* **Your task**
Copy out every line of the records below that contains the string "shower". Case counts.
──────────
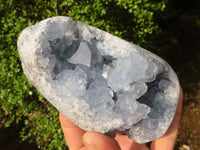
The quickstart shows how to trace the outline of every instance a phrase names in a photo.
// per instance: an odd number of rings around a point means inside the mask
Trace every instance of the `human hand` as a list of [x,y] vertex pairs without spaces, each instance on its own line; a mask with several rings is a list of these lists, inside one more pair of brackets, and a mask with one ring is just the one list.
[[183,92],[180,89],[176,114],[168,131],[162,137],[147,144],[138,144],[127,135],[117,134],[115,138],[97,132],[86,132],[60,113],[60,123],[70,150],[173,150],[181,117]]

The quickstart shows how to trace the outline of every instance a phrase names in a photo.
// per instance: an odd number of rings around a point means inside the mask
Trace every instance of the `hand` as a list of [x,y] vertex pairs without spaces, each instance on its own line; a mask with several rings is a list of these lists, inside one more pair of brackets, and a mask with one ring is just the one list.
[[150,148],[138,144],[127,135],[117,134],[113,139],[97,132],[86,132],[60,113],[60,123],[70,150],[173,150],[181,117],[183,92],[180,89],[175,117],[165,135],[152,141]]

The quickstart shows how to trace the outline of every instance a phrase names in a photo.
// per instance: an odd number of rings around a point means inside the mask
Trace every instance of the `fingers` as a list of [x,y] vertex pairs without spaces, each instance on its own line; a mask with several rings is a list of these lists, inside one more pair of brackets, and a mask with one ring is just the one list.
[[164,136],[152,142],[151,150],[161,150],[161,149],[173,150],[174,149],[174,145],[176,143],[176,138],[177,138],[177,133],[178,133],[178,126],[179,126],[179,122],[181,118],[182,103],[183,103],[183,91],[182,91],[182,88],[180,88],[179,102],[178,102],[176,114],[171,123],[171,126],[169,127],[168,131],[166,132]]
[[85,133],[83,143],[88,150],[120,150],[115,139],[97,132]]
[[115,139],[97,132],[85,132],[62,113],[59,117],[70,150],[120,150]]
[[115,139],[119,143],[122,150],[149,150],[145,144],[138,144],[129,139],[127,135],[118,133]]
[[82,137],[85,134],[85,131],[80,129],[75,124],[73,124],[62,113],[59,114],[59,117],[60,117],[60,124],[69,149],[70,150],[84,149]]

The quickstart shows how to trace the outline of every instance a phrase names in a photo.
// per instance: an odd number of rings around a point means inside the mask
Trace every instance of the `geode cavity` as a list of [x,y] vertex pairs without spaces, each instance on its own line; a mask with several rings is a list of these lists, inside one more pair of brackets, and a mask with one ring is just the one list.
[[141,47],[58,16],[23,30],[18,50],[31,83],[86,131],[119,131],[145,143],[171,124],[177,76]]

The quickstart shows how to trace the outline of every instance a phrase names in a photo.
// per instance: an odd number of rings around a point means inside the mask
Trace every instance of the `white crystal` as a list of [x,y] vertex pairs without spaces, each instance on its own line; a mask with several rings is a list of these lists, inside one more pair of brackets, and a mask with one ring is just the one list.
[[171,124],[177,76],[141,47],[58,16],[23,30],[18,51],[32,84],[84,130],[120,131],[145,143]]

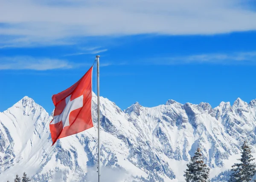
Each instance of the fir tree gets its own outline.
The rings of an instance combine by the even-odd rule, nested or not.
[[[28,182],[31,181],[31,179],[28,178],[26,176],[26,174],[24,172],[23,173],[23,177],[22,177],[22,182]]]
[[[234,172],[230,175],[230,182],[249,182],[256,173],[256,165],[252,162],[255,159],[253,158],[251,148],[246,141],[244,142],[241,148],[241,158],[238,159],[241,162],[232,166],[231,170]]]
[[[16,174],[16,177],[14,179],[14,182],[20,182],[20,178],[17,174]]]
[[[209,182],[210,168],[204,162],[203,155],[198,148],[195,156],[191,157],[190,162],[187,165],[188,169],[183,175],[186,182]]]

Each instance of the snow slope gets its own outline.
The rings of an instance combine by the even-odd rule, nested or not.
[[[0,112],[1,181],[24,171],[35,182],[95,181],[95,95],[92,107],[95,128],[53,146],[52,116],[32,99],[25,97]],[[151,108],[136,102],[122,111],[101,97],[100,108],[104,182],[184,181],[183,171],[198,146],[213,177],[239,157],[244,139],[256,142],[256,100],[247,104],[238,98],[233,105],[222,102],[214,108],[173,100]]]

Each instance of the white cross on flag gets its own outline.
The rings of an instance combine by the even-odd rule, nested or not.
[[[50,123],[52,145],[58,139],[93,126],[91,114],[93,67],[76,83],[52,96],[55,106]]]

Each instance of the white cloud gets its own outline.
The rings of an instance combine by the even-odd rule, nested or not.
[[[144,61],[157,65],[174,65],[196,63],[218,64],[256,64],[256,51],[210,54],[149,59]]]
[[[45,71],[57,69],[76,69],[84,66],[91,66],[93,63],[93,61],[92,60],[90,63],[80,63],[65,60],[36,58],[29,56],[0,57],[0,70]],[[111,65],[113,65],[113,64],[103,62],[101,63],[100,66],[108,66]]]
[[[65,56],[78,56],[83,54],[97,54],[100,53],[101,52],[108,51],[108,49],[101,49],[99,48],[100,48],[93,47],[90,48],[83,48],[81,49],[84,51],[83,52],[68,54],[65,55]]]
[[[7,37],[0,46],[70,44],[76,41],[72,37],[84,36],[255,30],[250,2],[0,0],[0,35]]]
[[[79,65],[65,60],[30,57],[0,57],[0,70],[49,70],[70,69]]]

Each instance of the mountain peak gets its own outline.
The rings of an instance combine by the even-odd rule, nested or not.
[[[166,105],[170,105],[172,104],[174,104],[175,103],[176,103],[177,102],[174,100],[172,100],[172,99],[169,99],[167,100],[166,102]]]
[[[22,103],[22,105],[23,107],[27,106],[29,105],[33,105],[35,103],[35,101],[32,98],[29,97],[28,96],[25,96],[20,101]]]
[[[241,105],[246,105],[247,103],[245,102],[244,101],[242,100],[239,97],[238,97],[236,99],[236,100],[234,102],[234,104],[233,104],[233,106],[238,107],[239,106]]]
[[[134,112],[137,115],[140,115],[140,110],[141,105],[138,102],[136,102],[135,103],[133,104],[131,106],[129,107],[124,111],[125,113],[128,113],[128,114],[131,114],[132,112]]]

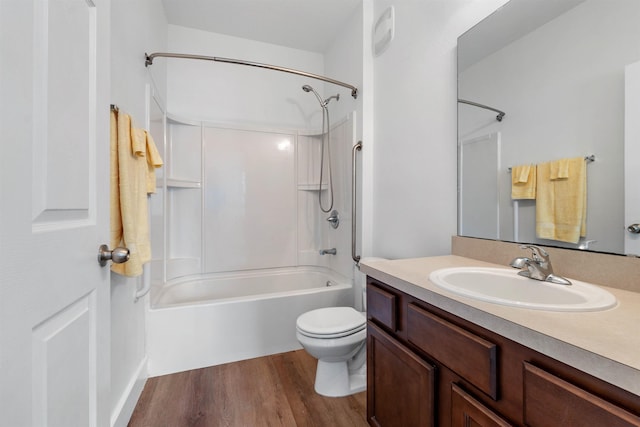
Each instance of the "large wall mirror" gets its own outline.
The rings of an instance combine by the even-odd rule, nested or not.
[[[640,222],[639,61],[638,0],[511,0],[463,34],[458,234],[640,253],[627,230]],[[512,168],[581,156],[586,234],[541,239],[536,200],[511,198]]]

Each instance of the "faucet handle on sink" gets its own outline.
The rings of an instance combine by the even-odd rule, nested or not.
[[[538,262],[550,262],[549,253],[540,246],[536,245],[520,245],[520,249],[531,249],[532,258]]]

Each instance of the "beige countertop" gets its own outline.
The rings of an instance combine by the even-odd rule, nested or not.
[[[617,298],[616,307],[579,313],[531,310],[466,298],[429,281],[440,268],[504,265],[456,255],[360,265],[368,276],[640,396],[640,293],[603,286]]]

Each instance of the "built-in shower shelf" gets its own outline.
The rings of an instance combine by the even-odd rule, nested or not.
[[[322,184],[322,190],[326,190],[327,189],[327,184]],[[302,190],[302,191],[318,191],[318,184],[317,183],[310,183],[310,184],[298,184],[298,190]]]
[[[161,185],[161,182],[158,182]],[[167,179],[167,188],[202,188],[200,181],[192,181],[188,179]]]

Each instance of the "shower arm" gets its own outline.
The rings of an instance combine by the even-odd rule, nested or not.
[[[157,58],[157,57],[201,59],[204,61],[226,62],[228,64],[248,65],[250,67],[266,68],[268,70],[282,71],[283,73],[297,74],[299,76],[309,77],[316,80],[322,80],[327,83],[346,87],[348,89],[351,89],[351,96],[353,96],[354,99],[358,98],[358,88],[353,85],[341,82],[339,80],[334,80],[329,77],[321,76],[318,74],[312,74],[312,73],[307,73],[306,71],[294,70],[293,68],[285,68],[285,67],[279,67],[277,65],[261,64],[259,62],[244,61],[241,59],[221,58],[219,56],[202,56],[202,55],[189,55],[184,53],[167,53],[167,52],[154,52],[152,54],[145,53],[145,63],[144,63],[145,67],[148,67],[149,65],[153,65],[153,60],[154,58]]]

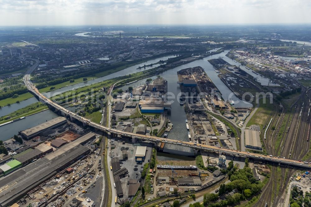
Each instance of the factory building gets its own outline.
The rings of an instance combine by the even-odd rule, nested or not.
[[[2,189],[0,191],[0,206],[6,206],[13,204],[31,189],[50,179],[58,172],[66,169],[68,164],[73,163],[91,151],[88,147],[80,145],[64,152],[63,149],[57,151],[59,150],[62,152],[60,156],[50,160],[46,156],[0,178],[0,189]],[[3,187],[13,184],[13,188]]]
[[[39,134],[43,131],[59,126],[67,122],[67,119],[64,117],[59,117],[34,127],[19,132],[23,138],[29,139]]]
[[[140,100],[138,107],[142,113],[163,113],[164,110],[171,108],[170,103],[165,103],[161,99],[154,98]]]
[[[43,156],[43,153],[38,149],[35,149],[24,154],[22,155],[15,159],[19,161],[23,165],[25,165],[32,162]]]
[[[177,83],[185,87],[195,87],[197,85],[195,80],[193,79],[184,79]]]
[[[213,106],[215,108],[219,108],[222,109],[226,108],[225,104],[221,101],[217,101],[216,99],[212,99],[212,102],[213,102]]]
[[[116,185],[116,191],[117,191],[117,195],[118,196],[123,196],[123,191],[122,189],[122,185],[121,184],[121,181],[120,180],[120,177],[119,176],[114,176],[114,184]]]
[[[6,155],[2,158],[0,158],[0,165],[3,164],[12,160],[12,159],[13,159],[13,158],[9,154]]]
[[[128,182],[128,195],[131,197],[135,196],[140,184],[137,179],[130,179]]]
[[[167,91],[167,81],[160,78],[154,80],[152,84],[147,86],[146,90],[165,93]]]
[[[218,165],[220,166],[226,166],[226,156],[225,155],[219,155],[218,159]]]
[[[137,102],[136,101],[128,101],[126,103],[126,108],[135,108],[137,105]]]
[[[8,162],[0,166],[0,177],[1,177],[1,172],[3,175],[6,175],[21,166],[21,163],[15,159]]]
[[[55,148],[59,148],[65,144],[68,143],[68,142],[61,139],[57,139],[54,140],[51,142],[51,146]]]
[[[124,102],[120,101],[117,104],[114,108],[113,110],[114,111],[121,112],[123,110],[124,107],[124,105],[125,103]]]
[[[147,130],[147,127],[145,124],[139,124],[136,127],[136,133],[145,135],[146,134],[146,131]]]
[[[136,154],[135,154],[135,160],[137,163],[141,163],[144,161],[146,151],[147,147],[141,146],[137,147]]]
[[[250,129],[245,130],[245,147],[258,150],[262,149],[259,131]]]
[[[200,178],[189,177],[178,179],[179,186],[200,186],[202,184]]]
[[[225,114],[224,115],[224,116],[229,119],[233,119],[234,118],[234,116],[232,114]]]
[[[45,144],[39,145],[35,147],[35,148],[42,152],[43,153],[44,155],[45,155],[53,151],[52,148]]]

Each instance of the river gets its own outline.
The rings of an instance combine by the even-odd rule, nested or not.
[[[224,60],[226,61],[231,65],[236,65],[237,66],[239,66],[239,65],[240,65],[240,64],[239,62],[234,62],[232,59],[226,56],[221,56],[221,57],[223,58]],[[260,83],[260,84],[262,85],[279,85],[277,84],[277,83],[272,83],[270,81],[270,79],[267,78],[264,78],[262,76],[261,76],[259,74],[257,75],[256,73],[253,72],[253,70],[251,69],[248,70],[246,68],[246,67],[244,66],[241,65],[240,66],[240,68],[253,76],[254,78],[256,78],[257,81]]]
[[[24,119],[1,126],[0,126],[0,140],[7,140],[13,137],[14,135],[18,134],[19,131],[33,127],[58,116],[51,110],[46,110],[27,117]]]
[[[228,51],[224,52],[219,54],[211,55],[202,59],[196,60],[165,71],[159,75],[153,76],[151,77],[151,78],[155,78],[158,75],[160,75],[161,77],[164,77],[168,80],[168,91],[177,95],[180,92],[179,85],[177,83],[178,81],[177,71],[182,69],[188,67],[200,66],[204,69],[208,76],[221,93],[224,94],[226,94],[227,93],[231,93],[231,91],[220,80],[217,76],[217,74],[215,72],[215,69],[207,61],[209,59],[217,58],[220,56],[224,57],[224,58],[225,58],[225,56],[227,52]],[[143,65],[143,64],[142,65]],[[137,70],[136,68],[137,67],[137,66],[132,67],[132,71],[137,71]],[[129,72],[129,70],[128,71]],[[123,74],[124,74],[124,73]],[[111,74],[111,75],[113,75]],[[104,78],[105,77],[106,77],[106,79],[108,78],[106,76],[104,77]],[[133,87],[137,86],[139,85],[141,85],[141,84],[145,83],[146,79],[147,78],[144,78],[137,82],[124,86],[123,88],[123,89],[127,89],[129,86]],[[63,89],[63,90],[66,89],[63,91],[67,91],[72,90],[70,89],[71,88],[69,88],[69,89],[67,89],[67,88],[66,87]],[[226,95],[225,95],[223,97],[224,99],[225,100],[226,100]],[[174,99],[169,100],[174,101],[172,104],[172,109],[169,111],[169,118],[174,124],[174,127],[173,129],[169,133],[168,137],[170,139],[172,139],[188,141],[189,141],[188,135],[188,131],[186,128],[185,121],[187,119],[186,114],[183,107],[180,106],[178,102],[177,101],[177,98],[175,98]],[[235,104],[235,106],[243,107],[252,107],[251,104],[244,102],[239,100],[235,97],[234,97],[233,98],[235,102],[237,103]],[[18,131],[24,130],[27,128],[32,127],[37,125],[38,123],[43,123],[46,120],[50,120],[52,119],[52,117],[55,117],[57,116],[55,114],[50,110],[47,110],[30,116],[24,119],[2,126],[0,127],[0,133],[1,133],[2,135],[1,139],[5,140],[9,139],[14,134],[17,134]],[[43,118],[44,117],[44,118]],[[14,129],[12,130],[12,129]],[[193,150],[191,148],[179,145],[168,144],[165,145],[164,152],[186,156],[193,156],[194,155]]]
[[[146,67],[146,68],[143,67],[145,65],[150,65],[151,63],[155,63],[159,62],[160,60],[166,60],[169,58],[176,57],[176,55],[166,55],[165,56],[157,58],[152,60],[145,61],[141,63],[137,64],[135,65],[128,67],[119,71],[118,71],[113,73],[111,73],[109,75],[104,76],[100,78],[95,78],[93,80],[90,80],[87,81],[83,81],[78,83],[77,83],[72,85],[71,85],[67,86],[64,87],[62,88],[59,89],[57,90],[51,91],[50,92],[44,93],[43,94],[46,95],[48,98],[50,98],[51,96],[54,95],[54,94],[57,94],[59,93],[61,93],[66,91],[72,90],[81,87],[82,87],[86,85],[88,85],[91,84],[100,82],[103,80],[104,80],[108,79],[110,79],[114,78],[116,78],[123,76],[124,76],[129,74],[133,73],[134,73],[141,71],[144,70],[147,70],[151,68],[157,67],[160,65],[159,64],[155,64],[152,66]],[[129,62],[129,64],[130,62]],[[163,63],[164,64],[164,63]],[[142,67],[140,69],[137,69],[137,68],[139,67]],[[25,107],[28,105],[35,103],[38,101],[38,100],[35,97],[33,97],[29,99],[26,100],[21,101],[18,104],[12,104],[10,106],[4,106],[1,108],[0,108],[0,117],[5,116],[9,114],[10,113],[14,112],[20,108],[21,108]]]
[[[309,45],[311,46],[311,42],[304,42],[304,41],[299,41],[298,40],[289,40],[288,39],[280,39],[280,40],[281,40],[281,41],[283,41],[284,42],[296,42],[298,44],[304,44],[306,45]]]
[[[229,94],[231,92],[231,91],[220,80],[220,79],[217,76],[217,73],[215,71],[215,69],[213,66],[207,61],[210,59],[218,58],[220,56],[222,57],[224,57],[224,57],[226,57],[225,56],[228,52],[228,51],[226,51],[219,54],[211,55],[203,59],[198,60],[183,65],[159,75],[153,76],[151,77],[151,78],[153,79],[155,79],[157,76],[159,75],[166,79],[168,82],[168,90],[169,92],[173,93],[175,95],[176,97],[177,96],[177,94],[180,92],[179,85],[177,83],[177,82],[178,81],[177,72],[182,69],[188,67],[201,66],[204,69],[208,77],[211,79],[220,92],[224,95],[224,97],[223,97],[224,99],[226,100],[226,96],[227,93]],[[135,87],[146,83],[146,80],[147,78],[144,78],[137,82],[124,86],[121,88],[125,90],[127,89],[130,86]],[[236,104],[235,103],[235,106],[241,107],[253,107],[251,104],[243,101],[239,99],[236,96],[233,97],[233,98],[235,102],[237,103]],[[171,104],[172,109],[168,111],[168,117],[170,119],[171,122],[173,124],[173,129],[168,133],[168,137],[169,139],[172,139],[189,141],[189,138],[188,137],[188,131],[187,130],[186,127],[185,120],[187,119],[186,113],[183,106],[180,105],[177,101],[178,99],[177,98],[169,100],[174,101]],[[163,152],[165,153],[184,156],[194,155],[193,150],[191,148],[167,144],[165,144]],[[162,159],[165,159],[165,156],[164,156]],[[169,159],[170,158],[168,157],[167,159]]]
──────────
* **The output**
Each instance of the "built-in shower shelf" gets its own outline.
Each instance of the "shower arm" gets its own outline.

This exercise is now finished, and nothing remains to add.